■ Exercise 1
Pull out every line of the records that contains the string "stainless".

■ Document excerpt

Journal of Siberian Federal University. Humanities & Social Sciences 8 (2018 11) 1211-1228

УДК 801.8:004

Statistical Analysis of the Slavonic Paraenesis by Ephrem the Syrian

(on Three Electronic Copies of the 13—14th Centuries from the Manuscript Corpus)

Victor A. Baranov*

Kalashnikov Izhevsk State Technical University 7 Studencheskaia Str., Izhevsk, 426069, Russia

Received 18.04.2018, received in revised form 09.07.2018, accepted 23.07.2018

The work presents an experience of applying statistical methods to discovering thematically valuable words in three Old Russian (Old East Slavic) copies of the Ephrem the Syrian's Paraenesis.

The quantitative data were obtained with the help of the search forms in the historical corpus Manuscript (manuscripts.ru), namely the multitext and N-Gram modules. The basic corpus for analysis of the 28 most frequent lemmas of content words from the Paraenesis (the collection volume exceeds 100 thousand word forms) comprised five corpus collections of different genres: copies of the Menaion for May, Service Menaions for other months of the year, Sticherarion (Book of stichera), Acts and Epistles of the Apostles, and Gospels (the total amount of word forms is more than 1 million).

To evaluate the lemmas obtained with the help of the system automatic morphological analyser the statistic TF-ICTF' (version of the weighting scheme TF-IDF) and Log-Likelihood were used. The increase of the number of analysed lemmas from 10 to 28 allowed demonstration of the great statistical weight of lemmas that are used less often than the most frequent lemmas. To eliminate the discrepancies in the statistical evaluation of lemmas there were made a comparison of the lemmas' ranks and corresponding diagrams. The analysis of the diagrams made it possible to find the core and periphery of the lists; identify the lemmas with the greatest averaged statistical weight - ПОМЫСЛЪ and СТРАХЪ and also the lemmas in the nearest periphery - ВЕКЪ, ЖИТИ, ХОТЕТИ, БРАТИЯ that represent the orientation of the Paraenesis texts to the spiritual search and motifs of punishment and apocalypse. The conclusion concerns efficiency and effectiveness of the statistical methods as regards the evaluation of linguistic data in the historical corpora that due to the objective causes considerably cede to the modern corpora by their volume. Moreover, the materials for analysis shall involve the data from the entire corpus of the Slavonic texts (Manuscript) and the entire list of word forms (lemmas) from the analysed manuscript (subcorpus).

© Siberian Federal University. All rights reserved Corresponding author E-mail address: victor.a.baranov@gmail.com

*

Keywords: corpus linguistics, linguistic statistics, medieval Slavonic manuscripts, Ephrem the Syrian's Paraenesis, key lemmas.

The article was written with the support of the Russian Foundation for Basic Research (RFBR) within the framework of the project "Linguistic statistical analysis of one-component and multi-component lexical units in the historical Manuscript corpus" (grant No. 18-012-00463).

Research area: computational linguistics.

■ Exercise 2
From the journal abstract above, extract the passage from "Keywords: corpus linguistics, linguistic" to "area: computational linguistics.".

[Records from a collection]
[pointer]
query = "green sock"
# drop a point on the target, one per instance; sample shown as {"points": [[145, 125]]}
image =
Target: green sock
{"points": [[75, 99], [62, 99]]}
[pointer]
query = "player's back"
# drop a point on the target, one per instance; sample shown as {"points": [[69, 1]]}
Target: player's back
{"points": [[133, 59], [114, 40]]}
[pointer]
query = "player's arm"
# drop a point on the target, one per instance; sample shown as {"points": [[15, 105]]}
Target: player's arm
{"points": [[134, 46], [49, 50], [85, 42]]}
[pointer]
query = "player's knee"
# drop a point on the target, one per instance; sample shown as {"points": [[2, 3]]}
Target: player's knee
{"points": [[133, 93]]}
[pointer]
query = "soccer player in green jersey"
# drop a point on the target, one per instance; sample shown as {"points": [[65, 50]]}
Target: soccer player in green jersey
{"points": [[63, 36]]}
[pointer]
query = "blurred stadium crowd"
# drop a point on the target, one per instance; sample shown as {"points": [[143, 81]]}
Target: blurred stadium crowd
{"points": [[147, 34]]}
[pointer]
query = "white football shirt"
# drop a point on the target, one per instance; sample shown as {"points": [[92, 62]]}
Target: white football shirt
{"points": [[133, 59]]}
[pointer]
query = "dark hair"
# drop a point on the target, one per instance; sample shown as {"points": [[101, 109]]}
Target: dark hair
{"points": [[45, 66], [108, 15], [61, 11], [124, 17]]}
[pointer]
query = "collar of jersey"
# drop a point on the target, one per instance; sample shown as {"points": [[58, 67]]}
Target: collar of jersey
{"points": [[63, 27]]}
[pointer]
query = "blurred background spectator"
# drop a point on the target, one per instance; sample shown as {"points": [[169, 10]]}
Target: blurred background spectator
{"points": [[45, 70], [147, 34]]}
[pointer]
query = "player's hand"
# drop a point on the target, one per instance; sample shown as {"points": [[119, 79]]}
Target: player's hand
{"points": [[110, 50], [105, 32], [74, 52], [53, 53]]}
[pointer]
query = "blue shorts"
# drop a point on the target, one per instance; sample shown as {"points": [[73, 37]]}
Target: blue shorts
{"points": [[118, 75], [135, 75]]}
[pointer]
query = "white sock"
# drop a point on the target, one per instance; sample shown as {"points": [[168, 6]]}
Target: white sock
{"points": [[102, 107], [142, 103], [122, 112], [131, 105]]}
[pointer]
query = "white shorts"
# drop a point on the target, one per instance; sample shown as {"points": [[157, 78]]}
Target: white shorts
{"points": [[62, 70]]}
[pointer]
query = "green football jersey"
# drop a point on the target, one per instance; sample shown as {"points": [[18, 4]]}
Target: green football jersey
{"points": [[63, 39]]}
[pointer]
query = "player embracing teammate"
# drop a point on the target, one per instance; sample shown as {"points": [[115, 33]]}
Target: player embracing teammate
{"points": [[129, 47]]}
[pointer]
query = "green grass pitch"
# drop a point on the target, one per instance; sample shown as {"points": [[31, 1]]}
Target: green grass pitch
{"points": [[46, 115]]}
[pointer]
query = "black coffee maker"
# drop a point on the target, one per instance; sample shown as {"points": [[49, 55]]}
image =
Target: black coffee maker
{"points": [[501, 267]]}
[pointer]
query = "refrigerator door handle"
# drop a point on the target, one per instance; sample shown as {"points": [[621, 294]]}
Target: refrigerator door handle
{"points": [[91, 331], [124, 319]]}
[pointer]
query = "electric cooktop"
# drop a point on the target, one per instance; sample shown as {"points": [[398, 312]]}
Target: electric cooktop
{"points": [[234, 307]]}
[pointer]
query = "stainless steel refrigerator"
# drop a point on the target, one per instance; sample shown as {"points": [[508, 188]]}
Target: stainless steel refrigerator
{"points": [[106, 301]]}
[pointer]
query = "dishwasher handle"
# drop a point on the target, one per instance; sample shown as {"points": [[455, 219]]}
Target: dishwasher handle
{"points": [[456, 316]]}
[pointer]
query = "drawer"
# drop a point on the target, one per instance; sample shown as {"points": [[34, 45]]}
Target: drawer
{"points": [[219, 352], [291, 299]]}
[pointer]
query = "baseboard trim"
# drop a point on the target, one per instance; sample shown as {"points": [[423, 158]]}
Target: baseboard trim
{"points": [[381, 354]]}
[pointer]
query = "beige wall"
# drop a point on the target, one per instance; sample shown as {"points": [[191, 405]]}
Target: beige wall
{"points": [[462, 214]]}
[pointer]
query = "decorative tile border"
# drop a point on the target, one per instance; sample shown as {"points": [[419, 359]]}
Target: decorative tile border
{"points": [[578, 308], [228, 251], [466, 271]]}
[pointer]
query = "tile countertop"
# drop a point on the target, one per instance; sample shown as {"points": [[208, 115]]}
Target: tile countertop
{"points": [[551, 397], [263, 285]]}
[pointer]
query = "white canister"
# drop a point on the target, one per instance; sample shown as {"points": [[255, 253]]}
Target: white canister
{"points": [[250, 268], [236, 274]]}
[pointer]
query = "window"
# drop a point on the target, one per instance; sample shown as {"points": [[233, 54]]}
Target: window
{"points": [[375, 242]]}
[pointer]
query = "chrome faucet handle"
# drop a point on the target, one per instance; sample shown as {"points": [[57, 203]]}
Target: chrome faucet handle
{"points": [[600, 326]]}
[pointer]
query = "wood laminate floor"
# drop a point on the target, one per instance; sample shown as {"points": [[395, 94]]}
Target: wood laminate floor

■ Written solution 1
query = "stainless steel refrigerator"
Target: stainless steel refrigerator

■ Written solution 2
Keywords: corpus linguistics, linguistic statistics, medieval Slavonic manuscripts, Ephrem the Syrian's Paraenesis, key lemmas.

The article was written with the support of the Russian Foundation for Basic Research (RFBR) within the framework of the project "Linguistic statistical analysis of one-component and multi-component lexical units in the historical Manuscript corpus" (grant No. 18-012-00463).

Research area: computational linguistics.